Your instructions -
Copy the lines of the records below word for word. Start at the line containing "Reviewer note: verify that every instance of the woman's bare" and keep going through the last line of the records.

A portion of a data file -

- - -

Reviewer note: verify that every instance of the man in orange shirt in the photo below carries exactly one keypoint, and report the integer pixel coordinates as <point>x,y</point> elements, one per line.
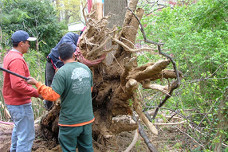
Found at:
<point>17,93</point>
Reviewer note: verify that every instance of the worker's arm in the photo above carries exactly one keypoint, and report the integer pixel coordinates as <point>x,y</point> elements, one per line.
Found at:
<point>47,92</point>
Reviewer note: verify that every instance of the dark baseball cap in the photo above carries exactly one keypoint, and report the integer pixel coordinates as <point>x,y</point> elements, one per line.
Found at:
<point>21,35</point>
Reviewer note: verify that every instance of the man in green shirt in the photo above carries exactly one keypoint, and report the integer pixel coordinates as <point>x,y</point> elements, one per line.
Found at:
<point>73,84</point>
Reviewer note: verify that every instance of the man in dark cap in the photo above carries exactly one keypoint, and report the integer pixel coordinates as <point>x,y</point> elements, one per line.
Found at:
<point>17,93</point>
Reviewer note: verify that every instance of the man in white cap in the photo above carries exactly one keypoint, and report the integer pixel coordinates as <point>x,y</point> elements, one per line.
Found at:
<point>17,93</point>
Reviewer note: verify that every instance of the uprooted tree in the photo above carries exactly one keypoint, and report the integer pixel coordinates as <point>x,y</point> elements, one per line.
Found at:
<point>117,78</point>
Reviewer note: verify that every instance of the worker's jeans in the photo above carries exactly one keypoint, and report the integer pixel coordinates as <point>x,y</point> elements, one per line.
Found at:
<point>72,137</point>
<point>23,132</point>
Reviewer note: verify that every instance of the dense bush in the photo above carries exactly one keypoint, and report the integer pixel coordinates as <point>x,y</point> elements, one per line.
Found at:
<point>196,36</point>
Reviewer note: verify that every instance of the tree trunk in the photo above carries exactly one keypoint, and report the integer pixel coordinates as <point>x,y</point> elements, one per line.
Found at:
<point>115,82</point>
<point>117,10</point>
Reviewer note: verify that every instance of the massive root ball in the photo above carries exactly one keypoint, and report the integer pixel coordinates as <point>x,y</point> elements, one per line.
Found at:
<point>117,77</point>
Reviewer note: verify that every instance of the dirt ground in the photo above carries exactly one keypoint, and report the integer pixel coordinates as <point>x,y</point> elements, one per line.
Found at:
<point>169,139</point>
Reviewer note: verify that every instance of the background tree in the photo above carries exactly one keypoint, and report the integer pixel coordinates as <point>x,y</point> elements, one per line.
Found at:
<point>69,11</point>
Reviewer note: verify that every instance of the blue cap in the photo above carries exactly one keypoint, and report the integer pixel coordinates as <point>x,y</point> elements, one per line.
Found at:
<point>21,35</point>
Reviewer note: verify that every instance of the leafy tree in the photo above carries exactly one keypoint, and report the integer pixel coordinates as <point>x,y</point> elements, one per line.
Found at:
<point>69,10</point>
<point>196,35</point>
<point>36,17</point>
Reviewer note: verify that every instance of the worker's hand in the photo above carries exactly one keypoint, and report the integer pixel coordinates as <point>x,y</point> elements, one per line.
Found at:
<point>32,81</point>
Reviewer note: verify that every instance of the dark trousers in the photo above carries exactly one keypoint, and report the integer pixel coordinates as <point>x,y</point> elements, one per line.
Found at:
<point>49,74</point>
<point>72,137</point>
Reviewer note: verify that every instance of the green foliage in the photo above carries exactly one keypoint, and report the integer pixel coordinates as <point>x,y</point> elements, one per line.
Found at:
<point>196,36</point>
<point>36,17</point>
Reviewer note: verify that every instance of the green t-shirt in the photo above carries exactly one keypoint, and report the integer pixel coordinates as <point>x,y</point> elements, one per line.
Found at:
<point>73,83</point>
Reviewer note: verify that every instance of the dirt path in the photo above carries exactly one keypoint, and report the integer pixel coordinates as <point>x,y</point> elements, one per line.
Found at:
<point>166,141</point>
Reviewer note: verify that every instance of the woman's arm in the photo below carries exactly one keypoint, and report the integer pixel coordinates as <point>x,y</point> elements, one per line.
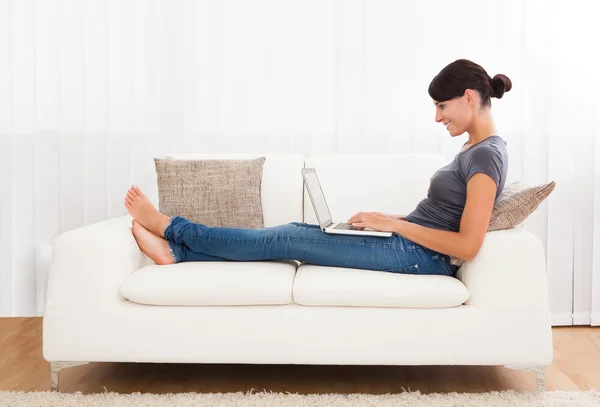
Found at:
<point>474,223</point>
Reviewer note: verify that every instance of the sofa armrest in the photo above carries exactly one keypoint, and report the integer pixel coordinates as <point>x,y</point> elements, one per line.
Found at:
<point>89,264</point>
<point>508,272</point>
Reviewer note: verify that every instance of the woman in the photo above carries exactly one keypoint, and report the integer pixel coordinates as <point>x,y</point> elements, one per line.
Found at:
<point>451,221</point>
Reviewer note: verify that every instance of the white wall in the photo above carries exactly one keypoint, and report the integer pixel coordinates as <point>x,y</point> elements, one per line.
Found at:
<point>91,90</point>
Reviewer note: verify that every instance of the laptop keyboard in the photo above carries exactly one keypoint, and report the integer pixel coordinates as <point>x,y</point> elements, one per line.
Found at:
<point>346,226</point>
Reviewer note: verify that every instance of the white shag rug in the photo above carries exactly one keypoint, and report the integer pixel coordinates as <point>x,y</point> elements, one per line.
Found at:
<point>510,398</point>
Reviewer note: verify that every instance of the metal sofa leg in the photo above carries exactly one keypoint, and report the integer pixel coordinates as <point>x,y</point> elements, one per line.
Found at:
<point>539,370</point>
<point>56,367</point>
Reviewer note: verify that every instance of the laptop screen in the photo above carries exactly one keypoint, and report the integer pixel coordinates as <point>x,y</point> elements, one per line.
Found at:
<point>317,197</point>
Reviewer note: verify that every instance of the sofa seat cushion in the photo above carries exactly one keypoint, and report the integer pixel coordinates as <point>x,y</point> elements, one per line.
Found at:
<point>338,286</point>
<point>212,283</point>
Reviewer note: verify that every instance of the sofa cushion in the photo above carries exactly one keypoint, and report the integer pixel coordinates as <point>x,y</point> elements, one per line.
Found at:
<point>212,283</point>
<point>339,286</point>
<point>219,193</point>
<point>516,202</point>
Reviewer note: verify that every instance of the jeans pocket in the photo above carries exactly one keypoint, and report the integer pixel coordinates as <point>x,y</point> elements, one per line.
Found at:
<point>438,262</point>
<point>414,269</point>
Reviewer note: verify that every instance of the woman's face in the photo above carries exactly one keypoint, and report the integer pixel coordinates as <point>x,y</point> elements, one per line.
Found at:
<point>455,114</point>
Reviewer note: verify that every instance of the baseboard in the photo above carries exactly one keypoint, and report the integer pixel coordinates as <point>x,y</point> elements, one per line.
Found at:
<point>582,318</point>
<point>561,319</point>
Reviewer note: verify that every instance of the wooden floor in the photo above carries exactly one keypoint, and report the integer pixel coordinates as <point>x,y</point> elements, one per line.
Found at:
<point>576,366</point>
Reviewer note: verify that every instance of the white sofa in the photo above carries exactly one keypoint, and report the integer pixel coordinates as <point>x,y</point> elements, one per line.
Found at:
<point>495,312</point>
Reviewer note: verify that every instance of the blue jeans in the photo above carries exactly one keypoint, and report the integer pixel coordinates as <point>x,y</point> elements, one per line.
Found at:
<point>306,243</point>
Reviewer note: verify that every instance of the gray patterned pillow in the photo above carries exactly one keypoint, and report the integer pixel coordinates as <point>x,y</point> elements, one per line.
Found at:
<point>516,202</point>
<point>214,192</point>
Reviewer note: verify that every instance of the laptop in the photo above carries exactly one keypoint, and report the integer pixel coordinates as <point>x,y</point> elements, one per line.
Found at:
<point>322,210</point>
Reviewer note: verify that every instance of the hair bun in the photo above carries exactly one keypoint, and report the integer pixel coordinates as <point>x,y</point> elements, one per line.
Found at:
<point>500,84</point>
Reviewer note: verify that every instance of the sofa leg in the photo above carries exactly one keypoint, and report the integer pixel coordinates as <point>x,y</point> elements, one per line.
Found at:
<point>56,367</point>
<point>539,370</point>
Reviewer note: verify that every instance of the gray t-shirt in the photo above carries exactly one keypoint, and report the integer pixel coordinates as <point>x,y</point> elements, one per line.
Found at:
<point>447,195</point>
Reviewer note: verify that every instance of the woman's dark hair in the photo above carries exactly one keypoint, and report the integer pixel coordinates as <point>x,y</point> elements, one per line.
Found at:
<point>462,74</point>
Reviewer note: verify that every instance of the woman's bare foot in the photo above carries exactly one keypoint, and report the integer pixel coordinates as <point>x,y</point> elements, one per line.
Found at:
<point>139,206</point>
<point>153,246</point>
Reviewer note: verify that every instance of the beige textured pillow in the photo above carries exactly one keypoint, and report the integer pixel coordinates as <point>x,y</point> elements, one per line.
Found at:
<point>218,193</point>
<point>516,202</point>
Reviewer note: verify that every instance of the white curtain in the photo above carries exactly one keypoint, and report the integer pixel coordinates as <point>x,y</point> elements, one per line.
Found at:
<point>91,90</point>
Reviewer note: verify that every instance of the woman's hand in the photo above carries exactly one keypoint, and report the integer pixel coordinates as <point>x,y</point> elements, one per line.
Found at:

- - -

The result -
Reviewer note: verify that every instance of the woman's bare foot in the photo above carries exactly one keypoint, and report the integer pixel coordinates as <point>x,y</point> elements, one per line.
Found at:
<point>139,206</point>
<point>153,246</point>
Reviewer note: verify that every instance of the beige textured pillow in the photo above carries exactly one keypoint, and report the integer pixel coordinates as <point>x,y</point> elements, one per line.
Found at:
<point>218,193</point>
<point>516,202</point>
Reviewer note: verify that every instance of the white curtain in the photo above carries exactly one keypoint, and report the integer pixel coordinates as <point>x,y</point> elements, one per line.
Found at:
<point>91,90</point>
Reviewer note: verify that every instance of the woman's hand in the photo above carries exactly one keypoint, and report the integer pixel coordinates as <point>x,y</point> elements, one per line.
Found at:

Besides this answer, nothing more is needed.